SUPPLIED ENTRIES below:
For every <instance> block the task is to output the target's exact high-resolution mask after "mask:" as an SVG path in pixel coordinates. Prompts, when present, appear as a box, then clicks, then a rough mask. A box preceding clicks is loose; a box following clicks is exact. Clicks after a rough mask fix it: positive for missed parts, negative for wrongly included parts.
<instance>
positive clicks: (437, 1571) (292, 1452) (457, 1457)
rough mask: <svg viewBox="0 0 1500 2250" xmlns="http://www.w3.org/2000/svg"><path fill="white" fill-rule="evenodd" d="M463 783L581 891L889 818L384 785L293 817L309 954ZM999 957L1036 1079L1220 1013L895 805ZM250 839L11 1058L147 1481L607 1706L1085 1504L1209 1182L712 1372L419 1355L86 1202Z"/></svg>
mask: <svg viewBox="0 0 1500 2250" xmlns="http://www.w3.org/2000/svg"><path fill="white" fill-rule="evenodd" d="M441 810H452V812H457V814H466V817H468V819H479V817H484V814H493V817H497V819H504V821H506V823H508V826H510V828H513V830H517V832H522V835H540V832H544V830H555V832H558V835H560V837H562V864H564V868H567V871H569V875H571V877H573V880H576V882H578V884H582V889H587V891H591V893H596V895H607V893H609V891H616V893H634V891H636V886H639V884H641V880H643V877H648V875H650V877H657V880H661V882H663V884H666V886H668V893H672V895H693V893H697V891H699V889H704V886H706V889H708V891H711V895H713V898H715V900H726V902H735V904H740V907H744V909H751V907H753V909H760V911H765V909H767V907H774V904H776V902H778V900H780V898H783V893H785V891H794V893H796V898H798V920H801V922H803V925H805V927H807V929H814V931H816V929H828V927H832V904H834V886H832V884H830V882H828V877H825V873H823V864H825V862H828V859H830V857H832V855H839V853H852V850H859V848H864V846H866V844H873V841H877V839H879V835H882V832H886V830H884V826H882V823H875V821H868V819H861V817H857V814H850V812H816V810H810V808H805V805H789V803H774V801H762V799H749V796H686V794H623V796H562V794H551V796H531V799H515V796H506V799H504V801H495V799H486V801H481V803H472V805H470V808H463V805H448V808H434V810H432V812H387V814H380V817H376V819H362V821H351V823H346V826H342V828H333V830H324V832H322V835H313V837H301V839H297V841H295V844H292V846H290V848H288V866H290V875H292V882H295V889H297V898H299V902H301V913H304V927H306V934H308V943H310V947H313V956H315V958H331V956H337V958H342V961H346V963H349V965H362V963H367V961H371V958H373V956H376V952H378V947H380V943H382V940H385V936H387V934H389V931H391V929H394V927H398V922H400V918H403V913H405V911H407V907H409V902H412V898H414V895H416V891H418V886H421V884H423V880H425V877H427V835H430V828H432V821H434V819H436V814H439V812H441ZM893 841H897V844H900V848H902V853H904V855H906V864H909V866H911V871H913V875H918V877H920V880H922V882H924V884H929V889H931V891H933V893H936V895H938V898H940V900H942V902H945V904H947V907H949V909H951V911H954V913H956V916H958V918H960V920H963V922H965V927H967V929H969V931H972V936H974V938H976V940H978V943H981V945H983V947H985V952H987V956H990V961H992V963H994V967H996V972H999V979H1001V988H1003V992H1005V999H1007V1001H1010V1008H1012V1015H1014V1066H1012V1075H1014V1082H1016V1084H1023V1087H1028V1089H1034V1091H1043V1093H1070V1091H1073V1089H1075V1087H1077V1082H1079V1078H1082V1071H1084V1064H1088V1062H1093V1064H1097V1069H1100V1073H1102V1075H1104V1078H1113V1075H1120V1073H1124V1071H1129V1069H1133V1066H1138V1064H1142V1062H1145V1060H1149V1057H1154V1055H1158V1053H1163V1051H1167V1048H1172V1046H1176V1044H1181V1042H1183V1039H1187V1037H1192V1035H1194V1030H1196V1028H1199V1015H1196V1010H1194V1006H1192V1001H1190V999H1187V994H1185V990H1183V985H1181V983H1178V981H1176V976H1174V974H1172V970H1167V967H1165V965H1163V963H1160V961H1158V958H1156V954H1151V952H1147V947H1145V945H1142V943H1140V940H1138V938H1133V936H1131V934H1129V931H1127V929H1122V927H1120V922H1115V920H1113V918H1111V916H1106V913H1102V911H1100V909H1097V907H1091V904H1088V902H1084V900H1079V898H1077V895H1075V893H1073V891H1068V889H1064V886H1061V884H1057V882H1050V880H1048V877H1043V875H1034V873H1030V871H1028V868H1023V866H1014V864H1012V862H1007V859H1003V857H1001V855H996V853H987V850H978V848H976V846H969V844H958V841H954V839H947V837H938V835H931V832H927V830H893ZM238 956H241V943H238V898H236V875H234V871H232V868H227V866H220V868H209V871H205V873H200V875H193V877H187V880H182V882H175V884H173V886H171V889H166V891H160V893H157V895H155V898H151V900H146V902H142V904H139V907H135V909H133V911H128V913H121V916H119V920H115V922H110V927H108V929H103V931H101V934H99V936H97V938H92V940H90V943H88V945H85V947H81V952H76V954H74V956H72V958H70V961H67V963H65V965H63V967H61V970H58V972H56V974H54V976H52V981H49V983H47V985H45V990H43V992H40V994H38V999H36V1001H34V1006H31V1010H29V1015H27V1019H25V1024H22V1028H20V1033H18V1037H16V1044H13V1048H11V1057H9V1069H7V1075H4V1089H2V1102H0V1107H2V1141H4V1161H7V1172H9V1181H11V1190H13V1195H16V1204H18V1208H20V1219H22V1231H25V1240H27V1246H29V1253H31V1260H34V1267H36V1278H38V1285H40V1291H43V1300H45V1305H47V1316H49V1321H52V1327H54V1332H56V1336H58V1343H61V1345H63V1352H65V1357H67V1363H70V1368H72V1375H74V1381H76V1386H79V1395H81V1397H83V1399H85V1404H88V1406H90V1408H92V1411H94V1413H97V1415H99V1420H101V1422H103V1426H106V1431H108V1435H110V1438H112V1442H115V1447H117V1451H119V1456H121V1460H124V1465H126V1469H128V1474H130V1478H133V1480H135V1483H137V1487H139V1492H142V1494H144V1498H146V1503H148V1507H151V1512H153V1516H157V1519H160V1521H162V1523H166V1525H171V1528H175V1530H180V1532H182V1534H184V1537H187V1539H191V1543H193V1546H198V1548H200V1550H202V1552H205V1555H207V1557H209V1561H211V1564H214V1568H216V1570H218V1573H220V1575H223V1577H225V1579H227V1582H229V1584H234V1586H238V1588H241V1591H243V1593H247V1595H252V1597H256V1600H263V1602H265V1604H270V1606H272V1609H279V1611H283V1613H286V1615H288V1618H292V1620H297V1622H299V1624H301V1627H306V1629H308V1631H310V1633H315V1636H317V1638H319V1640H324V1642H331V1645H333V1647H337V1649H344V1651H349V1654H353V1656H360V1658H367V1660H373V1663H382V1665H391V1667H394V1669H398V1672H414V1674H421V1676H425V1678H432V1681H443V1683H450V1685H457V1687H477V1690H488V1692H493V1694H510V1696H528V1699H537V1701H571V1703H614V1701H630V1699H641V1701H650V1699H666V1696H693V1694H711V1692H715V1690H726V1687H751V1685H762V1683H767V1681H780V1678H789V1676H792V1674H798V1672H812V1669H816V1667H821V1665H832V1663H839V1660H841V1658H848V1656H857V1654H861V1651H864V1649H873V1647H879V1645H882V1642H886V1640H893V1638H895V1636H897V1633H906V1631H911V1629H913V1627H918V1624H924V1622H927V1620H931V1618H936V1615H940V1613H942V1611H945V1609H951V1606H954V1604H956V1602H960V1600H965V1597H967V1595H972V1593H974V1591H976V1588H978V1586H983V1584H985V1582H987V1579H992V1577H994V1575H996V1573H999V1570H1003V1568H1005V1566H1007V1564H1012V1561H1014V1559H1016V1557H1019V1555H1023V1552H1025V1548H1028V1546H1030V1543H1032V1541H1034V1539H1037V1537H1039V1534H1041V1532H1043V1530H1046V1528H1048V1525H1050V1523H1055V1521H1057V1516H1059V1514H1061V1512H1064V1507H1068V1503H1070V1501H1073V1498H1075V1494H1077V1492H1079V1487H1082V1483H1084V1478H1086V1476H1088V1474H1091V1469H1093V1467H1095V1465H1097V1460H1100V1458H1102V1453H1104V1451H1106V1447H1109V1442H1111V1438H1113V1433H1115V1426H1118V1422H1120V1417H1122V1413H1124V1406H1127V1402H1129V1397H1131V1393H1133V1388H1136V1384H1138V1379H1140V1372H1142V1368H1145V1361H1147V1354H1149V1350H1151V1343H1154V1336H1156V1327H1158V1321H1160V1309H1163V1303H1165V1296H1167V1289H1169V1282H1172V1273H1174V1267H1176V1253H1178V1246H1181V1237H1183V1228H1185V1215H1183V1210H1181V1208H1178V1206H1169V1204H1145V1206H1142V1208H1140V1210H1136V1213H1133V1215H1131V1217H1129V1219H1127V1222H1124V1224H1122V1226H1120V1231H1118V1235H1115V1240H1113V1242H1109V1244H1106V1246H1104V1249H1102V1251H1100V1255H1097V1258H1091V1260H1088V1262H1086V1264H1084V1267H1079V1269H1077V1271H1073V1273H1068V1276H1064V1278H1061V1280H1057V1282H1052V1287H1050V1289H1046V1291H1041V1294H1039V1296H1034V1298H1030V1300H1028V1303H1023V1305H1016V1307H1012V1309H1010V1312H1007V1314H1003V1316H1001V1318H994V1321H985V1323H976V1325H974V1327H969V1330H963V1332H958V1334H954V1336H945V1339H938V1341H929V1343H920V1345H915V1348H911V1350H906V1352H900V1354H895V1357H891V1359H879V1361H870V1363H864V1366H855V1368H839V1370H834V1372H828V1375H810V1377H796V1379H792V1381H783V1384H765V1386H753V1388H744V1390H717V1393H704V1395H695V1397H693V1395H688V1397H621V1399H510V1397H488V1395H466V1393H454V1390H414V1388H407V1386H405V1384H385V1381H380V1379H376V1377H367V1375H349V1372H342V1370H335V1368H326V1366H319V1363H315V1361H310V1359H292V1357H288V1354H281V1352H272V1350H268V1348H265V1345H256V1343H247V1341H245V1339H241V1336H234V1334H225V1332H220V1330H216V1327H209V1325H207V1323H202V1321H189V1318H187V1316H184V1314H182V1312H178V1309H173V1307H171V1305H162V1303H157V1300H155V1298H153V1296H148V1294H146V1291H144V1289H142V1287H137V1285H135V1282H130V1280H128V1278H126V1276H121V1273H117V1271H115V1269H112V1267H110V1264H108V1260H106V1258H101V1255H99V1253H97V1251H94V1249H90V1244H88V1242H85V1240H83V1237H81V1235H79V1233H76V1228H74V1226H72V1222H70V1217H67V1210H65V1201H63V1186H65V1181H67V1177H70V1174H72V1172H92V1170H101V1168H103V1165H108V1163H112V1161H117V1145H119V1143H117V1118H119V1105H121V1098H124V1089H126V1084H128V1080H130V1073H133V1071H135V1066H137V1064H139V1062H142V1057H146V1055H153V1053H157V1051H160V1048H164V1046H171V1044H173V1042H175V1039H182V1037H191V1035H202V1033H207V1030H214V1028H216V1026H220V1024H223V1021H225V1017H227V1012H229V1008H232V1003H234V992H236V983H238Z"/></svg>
End of SUPPLIED ENTRIES.
EXERCISE BRIEF: Up to and including the line with "positive clicks: (437, 1571)", print every line of the material above, starting from its first line, exactly.

RESPONSE TO THIS EXERCISE:
For every <instance> block the task is to output the target's exact high-resolution mask after "mask:" as an SVG path in pixel coordinates. Prompts, when present, appear as a box, then clicks, then a rough mask. A box preceding clicks is loose; a box following clicks is exact. Clicks after a rough mask fix it: positive for missed parts, negative for wrongly included parts.
<instance>
positive clicks: (437, 1571) (292, 1452) (457, 1457)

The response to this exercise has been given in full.